Text excerpt
------------

# Thinking of leaving



## Exiled (Jan 15, 2012)

My wife and I have been married 9 years now, both of us having been married before. I am 49 she is 52. She was married 19 years to her first love and had only been with 3 other men before meeting me.
In 2008 she had an affair with a coworker on and off for 9 months. I caught her the first week and she claimed she broke it off, she quit the job but did not quit him for 9 months. After I found out about it again I was devastated, we went to counseling and have worked it out. In summer 2010 she joined Facebook and began playing the games available leading to making friends and soon after making friends she left herself logged on day and her messages that she forgot to delete told me she had a special friend that she was texting and calling. At first she got all defensive and mad because I was "checking up" on her like I didnt trust her....well duh?? She stopped that friend only to move on to others, this I know because I installed a ke ylogger that even recorded her video chats. One guy she even did a strip tease for several times. he was 15 years younger than her so she was feeling very special. Everday after I walked out the door for work she would log on to see him and then talk me down. This went on for a few weeks before I confronted her and told her to decide what she wanted because I am finished. Same crap different day she acted like the victim.

------------

Dataset content

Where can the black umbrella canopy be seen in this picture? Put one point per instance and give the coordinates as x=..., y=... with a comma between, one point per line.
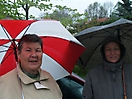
x=92, y=37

------------

Goals
1. Do these statements agree with the forum post about the marriage? Answer yes or no for each, quoting the deciding words of the post.
(a) The wife was married for 19 years to her first love.
(b) The wife ended the affair with her coworker as soon as she quit that job.
(c) The man she did a strip tease for was 15 years older than her.
2. According to the forum post about the marriage, when did the wife join Facebook?
3. Could you extend the forum post about the marriage, picking up after its final sentence?

Answers to each task
1.
(a) Yes: "She was married 19 years to her first love"
(b) No: "she quit the job but did not quit him for 9 months"
(c) No: "he was 15 years younger than her"

2. In summer 2010.

3.
She is still on facebook everyday for hours neglecting the house, herself, and our marriage playing stupid games. I no longer check her activity online because I just dont care anymore. I have been off work for 6 months now at home all day with her so I know she is no longer cam chatting but as for messaging I have no clue. I am tired of talking about it with her over and over again just to go back to being online all day and at times hope she does find someone to make her happy just to set me free. I have told her time and time again her addiction is going to be our end. She stops for a few days at best only to get back in that chair for hours on end ever day.

I am tired of being alone and taken for granted, money is very tight so even splitting will be tough.


----------



## EleGirl (Dec 3, 2011)

I can understand the not caring any more. Do you have any family or friends you can move in with just to get away from her? 

This has to be hard to live with.


----------



## Exiled (Jan 15, 2012)

Well, when I said leaving I should have clarified more. Its my house, I had it before we met and I will not go, it will be her that will have to another place but she does not have any income. That is another thing that gets me, she says she looks for work but she does not. This economy is tough and I cant wait to get back to a real job but she would rather facebook all day and pretend all is good.

I truly think she missed out in her younger years of being wild. Having only been with one guy, getting married to him for 19 years and now she is trying to see what she missed out on,...dunno JMO

Thanks for the replies


----------



## endlessgrief (Feb 19, 2012)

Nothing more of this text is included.